_GIVEN REQUEST_
Duplicate every line of the stored items below without changing a single character.

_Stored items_
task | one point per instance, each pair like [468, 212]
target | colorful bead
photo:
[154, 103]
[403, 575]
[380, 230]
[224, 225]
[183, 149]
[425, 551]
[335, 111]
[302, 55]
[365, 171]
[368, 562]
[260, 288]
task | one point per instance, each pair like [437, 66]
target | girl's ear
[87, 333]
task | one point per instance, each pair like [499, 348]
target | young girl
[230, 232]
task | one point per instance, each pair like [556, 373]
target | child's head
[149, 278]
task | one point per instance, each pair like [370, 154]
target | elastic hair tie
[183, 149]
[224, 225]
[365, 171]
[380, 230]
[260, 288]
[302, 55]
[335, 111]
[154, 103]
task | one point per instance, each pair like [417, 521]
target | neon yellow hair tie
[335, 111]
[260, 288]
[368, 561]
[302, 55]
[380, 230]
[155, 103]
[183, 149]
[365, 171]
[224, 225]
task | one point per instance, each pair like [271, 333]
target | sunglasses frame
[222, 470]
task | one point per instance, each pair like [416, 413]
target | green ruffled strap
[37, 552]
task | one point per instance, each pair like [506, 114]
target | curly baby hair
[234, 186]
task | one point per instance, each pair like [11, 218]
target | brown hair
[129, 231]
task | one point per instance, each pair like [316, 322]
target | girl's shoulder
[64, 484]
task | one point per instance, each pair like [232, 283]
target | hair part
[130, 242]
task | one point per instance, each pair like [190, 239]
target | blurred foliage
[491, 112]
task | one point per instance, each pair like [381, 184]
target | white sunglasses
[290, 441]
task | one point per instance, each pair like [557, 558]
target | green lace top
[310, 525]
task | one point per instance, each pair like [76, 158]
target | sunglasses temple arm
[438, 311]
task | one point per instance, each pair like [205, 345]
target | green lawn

_THE RESULT_
task | one point per instance, each pair like [468, 212]
target | colorful bead
photo:
[154, 103]
[403, 575]
[380, 230]
[224, 225]
[183, 149]
[425, 551]
[335, 111]
[302, 55]
[365, 171]
[368, 562]
[260, 288]
task | one point per instance, each pair like [437, 66]
target | girl's ear
[87, 333]
task | one point per instance, each pair like [499, 348]
target | young girl
[230, 232]
task | one point per instance, each pair like [556, 373]
target | child's head
[149, 278]
task | one point per instance, each pair like [370, 154]
target | elastic hair tie
[183, 149]
[224, 225]
[365, 171]
[380, 230]
[260, 288]
[302, 55]
[335, 111]
[154, 103]
task | one point per instance, each pair like [417, 521]
target | neon yellow hair tie
[335, 111]
[260, 288]
[368, 561]
[302, 55]
[380, 230]
[155, 103]
[183, 149]
[365, 171]
[224, 225]
task | one point per instance, each pair like [271, 333]
target | sunglasses frame
[222, 470]
task | one point per instance, each pair like [416, 413]
target | green ruffled strap
[37, 552]
task | one point per instance, each pair like [506, 114]
target | curly baby hair
[234, 186]
task | one point per instance, each pair like [11, 218]
target | brown hair
[129, 231]
task | one point per instance, each pair like [316, 322]
target | girl's shoulder
[64, 484]
task | one point per instance, each pair like [232, 283]
target | hair part
[130, 242]
task | one point per instance, each pair like [190, 239]
target | blurred foliage
[491, 112]
task | one point per instance, each pair like [381, 184]
target | white sunglasses
[290, 441]
task | one point per instance, each pair like [557, 558]
target | green lace top
[310, 525]
task | one point per instance, each pair like [76, 158]
target | sunglasses temple arm
[438, 311]
task | one point per instance, each pair like [205, 345]
target | green lawn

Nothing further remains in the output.